Re: Using pre-registered schemas with avro-confluent-registry format is not possible

Posted by "Meissner, Dylan via user" <us...@flink.apache.org>.
There’s no need to build Flink. Implement your own org.apache.flink.formats.avro.SchemaCoder, and the SchemaCoder.SchemaCoderProvider accepted by the constructor of org.apache.flink.formats.avro.RegistryAvroSerializationSchema.

This way, you can replace the dangerous “register()” with simply “getId()”.

To solve this for everyone, the Confluent schema coder should honor Confluent’s “auto.register.schemas” property in SchemaCoder.

From: Schmeier, Jannik <J....@Fraport.de>
Date: Tuesday, July 11, 2023 at 4:43 AM
To: Meissner, Dylan <dy...@nordstrom.com>, Martijn Visser <ma...@apache.org>
Cc: Schwalbe Matthias <Ma...@viseca.ch>, user@flink.apache.org <us...@flink.apache.org>
Subject: AW: Using pre-registered schemas with avro-confluent-registry format is not possible
Caution: EXTERNAL EMAIL ALERT. This sender is not from your organization. If you do not recognize the sender, DO NOT CLICK on links or attachments.
------------
> [Brief 1]: Collect every line of the listing below that contains the word "shirt".
------------
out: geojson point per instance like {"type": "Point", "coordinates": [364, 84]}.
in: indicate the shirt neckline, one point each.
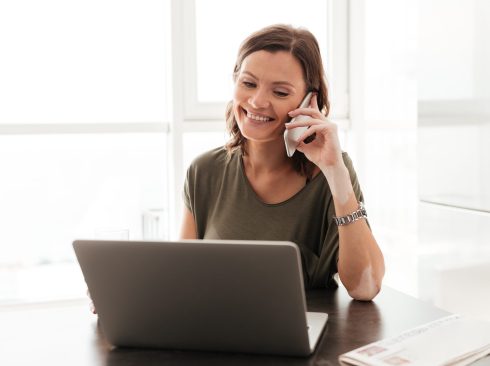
{"type": "Point", "coordinates": [255, 195]}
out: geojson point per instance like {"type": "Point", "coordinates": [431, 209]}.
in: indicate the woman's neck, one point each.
{"type": "Point", "coordinates": [266, 157]}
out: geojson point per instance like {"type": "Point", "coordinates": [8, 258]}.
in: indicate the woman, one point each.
{"type": "Point", "coordinates": [250, 189]}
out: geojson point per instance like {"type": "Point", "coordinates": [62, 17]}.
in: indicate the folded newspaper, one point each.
{"type": "Point", "coordinates": [453, 341]}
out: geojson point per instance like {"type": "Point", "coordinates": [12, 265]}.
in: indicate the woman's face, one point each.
{"type": "Point", "coordinates": [268, 86]}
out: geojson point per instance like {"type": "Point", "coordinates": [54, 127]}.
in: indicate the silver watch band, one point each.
{"type": "Point", "coordinates": [360, 213]}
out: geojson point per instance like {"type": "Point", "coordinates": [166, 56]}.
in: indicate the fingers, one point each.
{"type": "Point", "coordinates": [311, 112]}
{"type": "Point", "coordinates": [309, 132]}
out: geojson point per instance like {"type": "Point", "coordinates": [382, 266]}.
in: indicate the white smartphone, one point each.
{"type": "Point", "coordinates": [290, 136]}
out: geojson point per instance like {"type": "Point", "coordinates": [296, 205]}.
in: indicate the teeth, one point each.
{"type": "Point", "coordinates": [258, 118]}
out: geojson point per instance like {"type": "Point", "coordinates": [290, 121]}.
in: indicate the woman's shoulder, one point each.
{"type": "Point", "coordinates": [212, 159]}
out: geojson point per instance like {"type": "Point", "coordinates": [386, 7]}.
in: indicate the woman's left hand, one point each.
{"type": "Point", "coordinates": [324, 151]}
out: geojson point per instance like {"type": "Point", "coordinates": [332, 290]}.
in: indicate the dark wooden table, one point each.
{"type": "Point", "coordinates": [67, 334]}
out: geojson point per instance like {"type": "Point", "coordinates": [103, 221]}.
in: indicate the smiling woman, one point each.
{"type": "Point", "coordinates": [250, 190]}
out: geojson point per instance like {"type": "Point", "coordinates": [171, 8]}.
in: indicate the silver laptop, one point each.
{"type": "Point", "coordinates": [236, 296]}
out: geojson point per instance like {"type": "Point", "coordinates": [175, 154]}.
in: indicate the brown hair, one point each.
{"type": "Point", "coordinates": [303, 45]}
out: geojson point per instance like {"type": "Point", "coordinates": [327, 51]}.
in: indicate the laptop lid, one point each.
{"type": "Point", "coordinates": [238, 296]}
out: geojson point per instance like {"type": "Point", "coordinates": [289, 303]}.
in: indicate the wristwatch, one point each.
{"type": "Point", "coordinates": [360, 213]}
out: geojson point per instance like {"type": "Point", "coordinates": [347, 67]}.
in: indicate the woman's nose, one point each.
{"type": "Point", "coordinates": [259, 99]}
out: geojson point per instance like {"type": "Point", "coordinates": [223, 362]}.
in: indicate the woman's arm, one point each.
{"type": "Point", "coordinates": [361, 264]}
{"type": "Point", "coordinates": [188, 227]}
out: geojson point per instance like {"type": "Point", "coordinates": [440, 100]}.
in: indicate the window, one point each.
{"type": "Point", "coordinates": [83, 134]}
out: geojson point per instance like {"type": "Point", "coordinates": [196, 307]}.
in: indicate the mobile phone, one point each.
{"type": "Point", "coordinates": [291, 135]}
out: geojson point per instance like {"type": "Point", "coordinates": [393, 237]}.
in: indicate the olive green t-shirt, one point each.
{"type": "Point", "coordinates": [225, 206]}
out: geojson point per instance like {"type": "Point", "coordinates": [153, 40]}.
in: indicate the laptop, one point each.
{"type": "Point", "coordinates": [209, 295]}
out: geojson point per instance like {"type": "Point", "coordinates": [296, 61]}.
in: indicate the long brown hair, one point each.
{"type": "Point", "coordinates": [303, 45]}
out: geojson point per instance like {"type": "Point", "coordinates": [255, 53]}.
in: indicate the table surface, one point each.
{"type": "Point", "coordinates": [66, 333]}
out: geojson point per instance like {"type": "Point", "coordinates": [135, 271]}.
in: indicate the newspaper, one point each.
{"type": "Point", "coordinates": [453, 341]}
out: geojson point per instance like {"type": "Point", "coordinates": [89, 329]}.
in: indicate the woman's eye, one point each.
{"type": "Point", "coordinates": [248, 84]}
{"type": "Point", "coordinates": [281, 93]}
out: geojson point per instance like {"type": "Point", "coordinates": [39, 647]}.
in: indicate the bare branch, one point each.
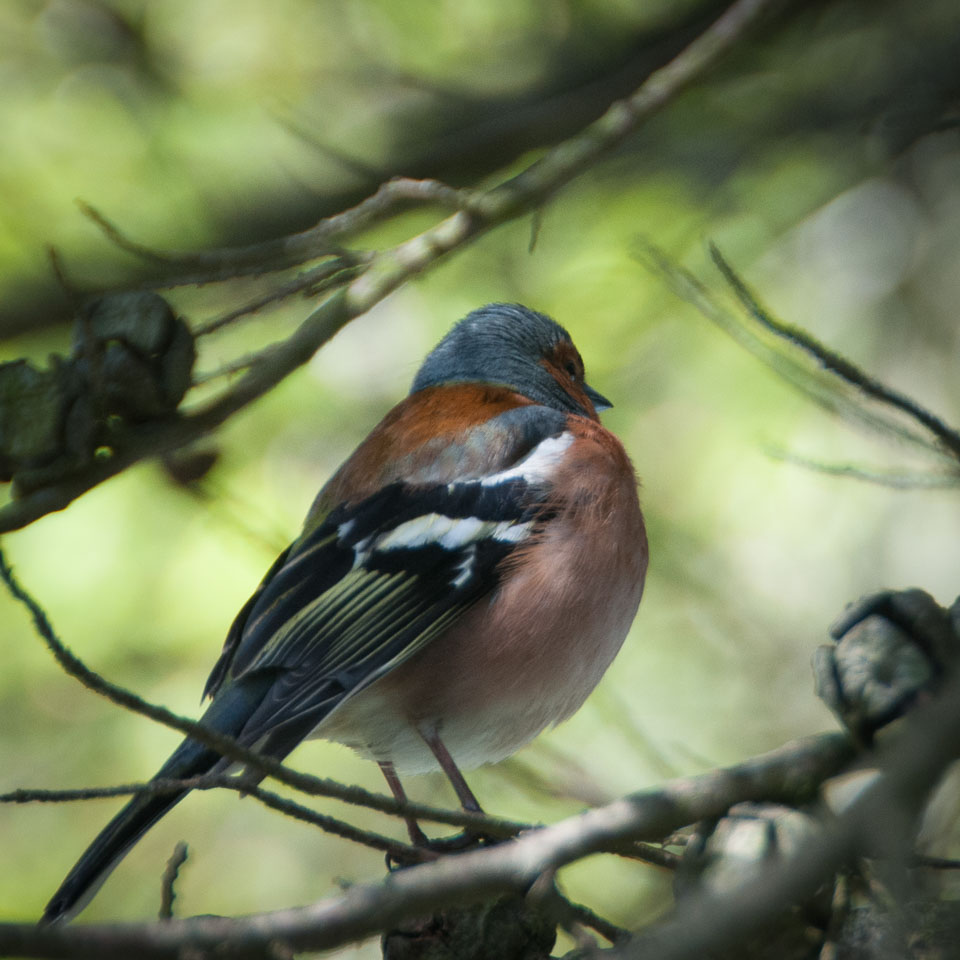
{"type": "Point", "coordinates": [390, 268]}
{"type": "Point", "coordinates": [828, 392]}
{"type": "Point", "coordinates": [167, 895]}
{"type": "Point", "coordinates": [896, 479]}
{"type": "Point", "coordinates": [792, 772]}
{"type": "Point", "coordinates": [228, 747]}
{"type": "Point", "coordinates": [832, 361]}
{"type": "Point", "coordinates": [282, 252]}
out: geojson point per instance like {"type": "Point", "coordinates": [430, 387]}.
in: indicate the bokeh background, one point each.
{"type": "Point", "coordinates": [823, 157]}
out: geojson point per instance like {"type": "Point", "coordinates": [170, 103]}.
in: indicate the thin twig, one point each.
{"type": "Point", "coordinates": [282, 252]}
{"type": "Point", "coordinates": [588, 918]}
{"type": "Point", "coordinates": [228, 747]}
{"type": "Point", "coordinates": [836, 364]}
{"type": "Point", "coordinates": [793, 772]}
{"type": "Point", "coordinates": [290, 808]}
{"type": "Point", "coordinates": [479, 213]}
{"type": "Point", "coordinates": [821, 391]}
{"type": "Point", "coordinates": [896, 479]}
{"type": "Point", "coordinates": [172, 870]}
{"type": "Point", "coordinates": [311, 282]}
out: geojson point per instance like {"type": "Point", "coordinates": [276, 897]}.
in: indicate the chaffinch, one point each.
{"type": "Point", "coordinates": [461, 582]}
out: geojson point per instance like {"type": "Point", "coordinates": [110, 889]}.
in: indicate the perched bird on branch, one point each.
{"type": "Point", "coordinates": [461, 582]}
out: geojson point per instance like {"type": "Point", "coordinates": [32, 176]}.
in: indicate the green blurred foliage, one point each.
{"type": "Point", "coordinates": [169, 116]}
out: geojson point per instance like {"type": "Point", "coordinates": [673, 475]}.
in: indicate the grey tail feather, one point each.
{"type": "Point", "coordinates": [123, 831]}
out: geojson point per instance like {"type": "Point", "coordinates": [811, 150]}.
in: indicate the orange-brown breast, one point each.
{"type": "Point", "coordinates": [528, 655]}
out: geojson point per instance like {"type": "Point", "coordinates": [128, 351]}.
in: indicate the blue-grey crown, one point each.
{"type": "Point", "coordinates": [504, 344]}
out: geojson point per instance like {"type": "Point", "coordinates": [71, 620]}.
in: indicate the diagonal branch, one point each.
{"type": "Point", "coordinates": [392, 267]}
{"type": "Point", "coordinates": [792, 772]}
{"type": "Point", "coordinates": [832, 361]}
{"type": "Point", "coordinates": [228, 747]}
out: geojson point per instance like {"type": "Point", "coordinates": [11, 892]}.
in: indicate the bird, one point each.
{"type": "Point", "coordinates": [461, 583]}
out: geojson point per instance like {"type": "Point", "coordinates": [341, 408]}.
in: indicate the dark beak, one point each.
{"type": "Point", "coordinates": [600, 402]}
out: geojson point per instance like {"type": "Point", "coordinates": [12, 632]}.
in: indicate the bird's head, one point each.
{"type": "Point", "coordinates": [510, 345]}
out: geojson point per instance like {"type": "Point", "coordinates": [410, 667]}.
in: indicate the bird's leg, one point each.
{"type": "Point", "coordinates": [417, 837]}
{"type": "Point", "coordinates": [465, 795]}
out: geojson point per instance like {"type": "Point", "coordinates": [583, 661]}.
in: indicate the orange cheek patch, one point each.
{"type": "Point", "coordinates": [570, 387]}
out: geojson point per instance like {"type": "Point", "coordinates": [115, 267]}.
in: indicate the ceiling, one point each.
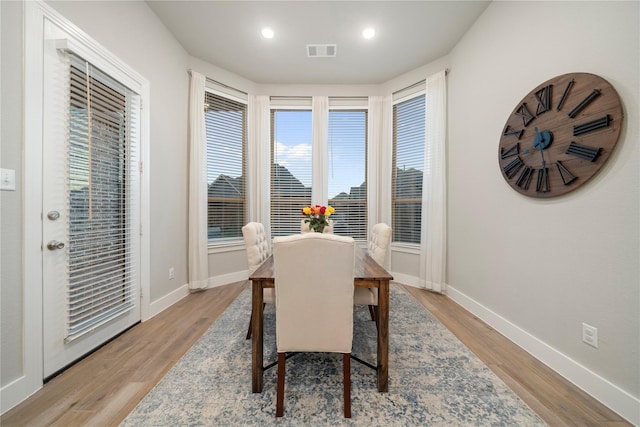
{"type": "Point", "coordinates": [409, 34]}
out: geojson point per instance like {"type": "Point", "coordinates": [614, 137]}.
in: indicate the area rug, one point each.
{"type": "Point", "coordinates": [434, 380]}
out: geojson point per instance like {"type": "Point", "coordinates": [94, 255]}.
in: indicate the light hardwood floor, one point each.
{"type": "Point", "coordinates": [104, 387]}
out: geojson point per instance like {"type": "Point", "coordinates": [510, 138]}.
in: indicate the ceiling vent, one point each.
{"type": "Point", "coordinates": [321, 50]}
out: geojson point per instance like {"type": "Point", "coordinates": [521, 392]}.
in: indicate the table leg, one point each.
{"type": "Point", "coordinates": [383, 336]}
{"type": "Point", "coordinates": [256, 336]}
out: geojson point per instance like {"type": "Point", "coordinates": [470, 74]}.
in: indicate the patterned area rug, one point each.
{"type": "Point", "coordinates": [434, 380]}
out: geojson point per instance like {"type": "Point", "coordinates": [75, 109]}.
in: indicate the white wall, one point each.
{"type": "Point", "coordinates": [542, 267]}
{"type": "Point", "coordinates": [11, 201]}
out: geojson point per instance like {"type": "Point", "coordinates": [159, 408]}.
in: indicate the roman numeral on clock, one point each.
{"type": "Point", "coordinates": [514, 150]}
{"type": "Point", "coordinates": [542, 185]}
{"type": "Point", "coordinates": [567, 177]}
{"type": "Point", "coordinates": [511, 168]}
{"type": "Point", "coordinates": [511, 131]}
{"type": "Point", "coordinates": [543, 96]}
{"type": "Point", "coordinates": [524, 112]}
{"type": "Point", "coordinates": [565, 94]}
{"type": "Point", "coordinates": [525, 177]}
{"type": "Point", "coordinates": [592, 125]}
{"type": "Point", "coordinates": [583, 151]}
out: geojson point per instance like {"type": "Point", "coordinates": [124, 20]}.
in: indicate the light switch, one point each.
{"type": "Point", "coordinates": [7, 179]}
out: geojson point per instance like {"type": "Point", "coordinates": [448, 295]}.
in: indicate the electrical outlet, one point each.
{"type": "Point", "coordinates": [590, 335]}
{"type": "Point", "coordinates": [7, 179]}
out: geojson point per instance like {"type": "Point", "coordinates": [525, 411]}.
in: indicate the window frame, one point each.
{"type": "Point", "coordinates": [214, 242]}
{"type": "Point", "coordinates": [418, 92]}
{"type": "Point", "coordinates": [363, 202]}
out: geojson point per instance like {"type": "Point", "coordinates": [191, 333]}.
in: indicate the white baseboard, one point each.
{"type": "Point", "coordinates": [158, 306]}
{"type": "Point", "coordinates": [406, 279]}
{"type": "Point", "coordinates": [15, 392]}
{"type": "Point", "coordinates": [225, 279]}
{"type": "Point", "coordinates": [171, 298]}
{"type": "Point", "coordinates": [599, 388]}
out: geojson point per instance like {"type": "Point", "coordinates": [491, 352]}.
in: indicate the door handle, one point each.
{"type": "Point", "coordinates": [54, 244]}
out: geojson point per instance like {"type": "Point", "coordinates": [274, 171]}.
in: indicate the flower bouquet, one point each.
{"type": "Point", "coordinates": [317, 217]}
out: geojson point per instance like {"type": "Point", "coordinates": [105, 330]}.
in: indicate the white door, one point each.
{"type": "Point", "coordinates": [91, 215]}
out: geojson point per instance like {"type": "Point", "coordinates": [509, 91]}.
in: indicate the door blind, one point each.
{"type": "Point", "coordinates": [103, 120]}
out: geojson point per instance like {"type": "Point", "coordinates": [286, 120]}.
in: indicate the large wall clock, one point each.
{"type": "Point", "coordinates": [560, 135]}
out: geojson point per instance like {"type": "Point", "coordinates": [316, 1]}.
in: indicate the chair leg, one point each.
{"type": "Point", "coordinates": [251, 322]}
{"type": "Point", "coordinates": [280, 388]}
{"type": "Point", "coordinates": [346, 367]}
{"type": "Point", "coordinates": [375, 314]}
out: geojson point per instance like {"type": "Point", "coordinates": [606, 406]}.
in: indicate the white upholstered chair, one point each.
{"type": "Point", "coordinates": [378, 249]}
{"type": "Point", "coordinates": [258, 249]}
{"type": "Point", "coordinates": [314, 301]}
{"type": "Point", "coordinates": [304, 227]}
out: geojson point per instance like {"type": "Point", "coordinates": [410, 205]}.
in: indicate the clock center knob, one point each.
{"type": "Point", "coordinates": [542, 139]}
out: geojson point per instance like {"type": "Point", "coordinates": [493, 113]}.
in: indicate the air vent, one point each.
{"type": "Point", "coordinates": [321, 50]}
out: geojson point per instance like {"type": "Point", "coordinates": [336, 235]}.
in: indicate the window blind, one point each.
{"type": "Point", "coordinates": [226, 128]}
{"type": "Point", "coordinates": [291, 165]}
{"type": "Point", "coordinates": [347, 165]}
{"type": "Point", "coordinates": [103, 123]}
{"type": "Point", "coordinates": [408, 167]}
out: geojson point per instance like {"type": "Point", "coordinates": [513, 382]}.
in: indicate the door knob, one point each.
{"type": "Point", "coordinates": [54, 244]}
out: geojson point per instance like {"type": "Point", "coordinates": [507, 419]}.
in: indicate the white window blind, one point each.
{"type": "Point", "coordinates": [347, 164]}
{"type": "Point", "coordinates": [408, 168]}
{"type": "Point", "coordinates": [103, 133]}
{"type": "Point", "coordinates": [226, 124]}
{"type": "Point", "coordinates": [291, 166]}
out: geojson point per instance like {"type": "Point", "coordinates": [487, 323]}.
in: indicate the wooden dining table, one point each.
{"type": "Point", "coordinates": [367, 274]}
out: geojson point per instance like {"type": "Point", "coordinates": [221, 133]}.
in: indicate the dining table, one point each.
{"type": "Point", "coordinates": [367, 274]}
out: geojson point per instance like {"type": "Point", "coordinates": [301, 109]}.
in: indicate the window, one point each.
{"type": "Point", "coordinates": [291, 166]}
{"type": "Point", "coordinates": [408, 167]}
{"type": "Point", "coordinates": [347, 166]}
{"type": "Point", "coordinates": [226, 124]}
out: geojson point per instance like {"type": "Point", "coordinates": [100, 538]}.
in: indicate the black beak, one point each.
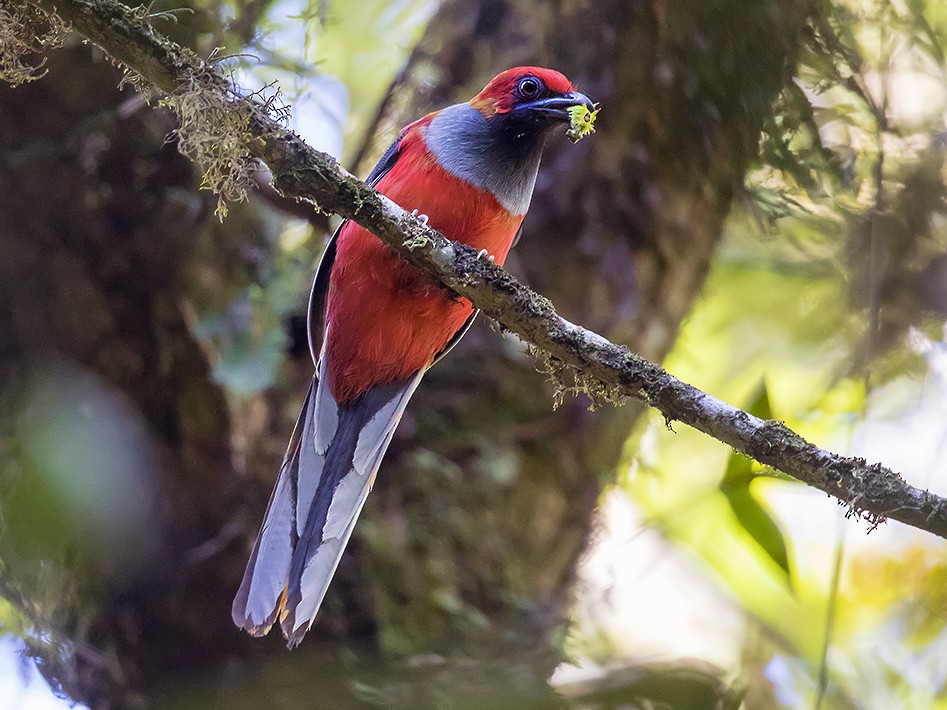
{"type": "Point", "coordinates": [557, 107]}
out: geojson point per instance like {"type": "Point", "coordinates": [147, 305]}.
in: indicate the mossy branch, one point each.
{"type": "Point", "coordinates": [609, 371]}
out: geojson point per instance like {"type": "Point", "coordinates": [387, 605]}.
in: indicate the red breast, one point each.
{"type": "Point", "coordinates": [386, 319]}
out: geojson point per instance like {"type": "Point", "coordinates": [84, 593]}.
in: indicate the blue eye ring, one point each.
{"type": "Point", "coordinates": [529, 87]}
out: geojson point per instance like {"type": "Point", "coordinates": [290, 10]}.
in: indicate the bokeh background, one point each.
{"type": "Point", "coordinates": [762, 208]}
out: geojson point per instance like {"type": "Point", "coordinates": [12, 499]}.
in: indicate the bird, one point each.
{"type": "Point", "coordinates": [376, 324]}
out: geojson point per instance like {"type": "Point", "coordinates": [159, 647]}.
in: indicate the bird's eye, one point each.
{"type": "Point", "coordinates": [529, 87]}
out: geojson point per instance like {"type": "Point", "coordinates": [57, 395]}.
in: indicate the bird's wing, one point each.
{"type": "Point", "coordinates": [326, 474]}
{"type": "Point", "coordinates": [320, 282]}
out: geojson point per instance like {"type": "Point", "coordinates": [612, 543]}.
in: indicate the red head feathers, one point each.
{"type": "Point", "coordinates": [520, 85]}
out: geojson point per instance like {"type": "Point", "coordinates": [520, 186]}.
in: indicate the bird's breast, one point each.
{"type": "Point", "coordinates": [386, 319]}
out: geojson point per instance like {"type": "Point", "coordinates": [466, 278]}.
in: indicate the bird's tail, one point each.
{"type": "Point", "coordinates": [328, 470]}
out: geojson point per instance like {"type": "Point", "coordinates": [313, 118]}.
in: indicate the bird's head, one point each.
{"type": "Point", "coordinates": [530, 96]}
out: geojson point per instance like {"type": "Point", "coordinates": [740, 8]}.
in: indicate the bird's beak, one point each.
{"type": "Point", "coordinates": [558, 106]}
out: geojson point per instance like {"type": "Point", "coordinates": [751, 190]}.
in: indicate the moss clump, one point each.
{"type": "Point", "coordinates": [26, 30]}
{"type": "Point", "coordinates": [215, 131]}
{"type": "Point", "coordinates": [566, 379]}
{"type": "Point", "coordinates": [581, 121]}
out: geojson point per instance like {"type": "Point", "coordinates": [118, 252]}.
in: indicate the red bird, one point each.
{"type": "Point", "coordinates": [377, 323]}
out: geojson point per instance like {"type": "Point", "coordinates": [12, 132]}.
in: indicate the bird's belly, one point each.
{"type": "Point", "coordinates": [386, 318]}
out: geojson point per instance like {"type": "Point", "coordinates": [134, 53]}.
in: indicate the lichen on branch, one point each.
{"type": "Point", "coordinates": [25, 32]}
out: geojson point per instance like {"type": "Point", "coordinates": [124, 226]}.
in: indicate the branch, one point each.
{"type": "Point", "coordinates": [605, 370]}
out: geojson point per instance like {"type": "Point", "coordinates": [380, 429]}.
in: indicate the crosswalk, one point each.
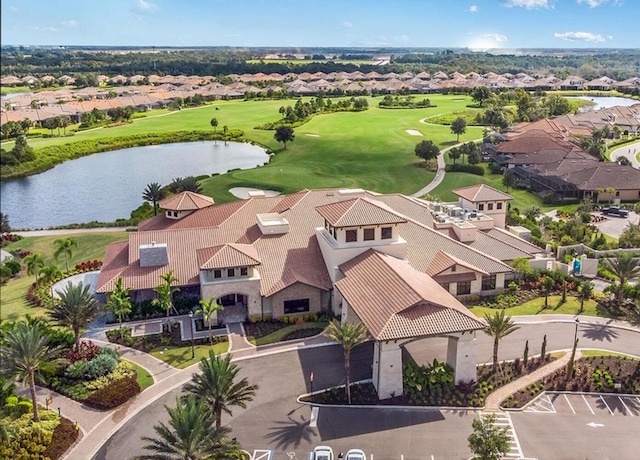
{"type": "Point", "coordinates": [503, 420]}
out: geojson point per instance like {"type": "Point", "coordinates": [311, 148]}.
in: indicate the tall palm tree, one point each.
{"type": "Point", "coordinates": [209, 308]}
{"type": "Point", "coordinates": [153, 194]}
{"type": "Point", "coordinates": [64, 246]}
{"type": "Point", "coordinates": [75, 308]}
{"type": "Point", "coordinates": [34, 263]}
{"type": "Point", "coordinates": [218, 386]}
{"type": "Point", "coordinates": [190, 435]}
{"type": "Point", "coordinates": [119, 302]}
{"type": "Point", "coordinates": [165, 292]}
{"type": "Point", "coordinates": [624, 266]}
{"type": "Point", "coordinates": [498, 327]}
{"type": "Point", "coordinates": [348, 336]}
{"type": "Point", "coordinates": [25, 348]}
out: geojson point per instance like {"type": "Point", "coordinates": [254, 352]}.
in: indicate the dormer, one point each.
{"type": "Point", "coordinates": [183, 204]}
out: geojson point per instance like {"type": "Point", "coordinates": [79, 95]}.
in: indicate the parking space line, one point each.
{"type": "Point", "coordinates": [626, 409]}
{"type": "Point", "coordinates": [587, 403]}
{"type": "Point", "coordinates": [605, 403]}
{"type": "Point", "coordinates": [570, 406]}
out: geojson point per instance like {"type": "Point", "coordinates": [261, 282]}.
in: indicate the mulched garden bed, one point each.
{"type": "Point", "coordinates": [600, 374]}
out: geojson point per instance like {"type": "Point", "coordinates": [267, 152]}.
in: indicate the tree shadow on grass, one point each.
{"type": "Point", "coordinates": [291, 433]}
------------
> [Brief 2]: In the mailing-list reply above, which Confluent property should the Confluent schema coder honor to solve the problem for everyone?

> [Full output 1]:
in: indicate the shirt neckline, one point each.
in: indicate the olive green t-shirt, one point each.

> [Full output 2]: The "auto.register.schemas" property.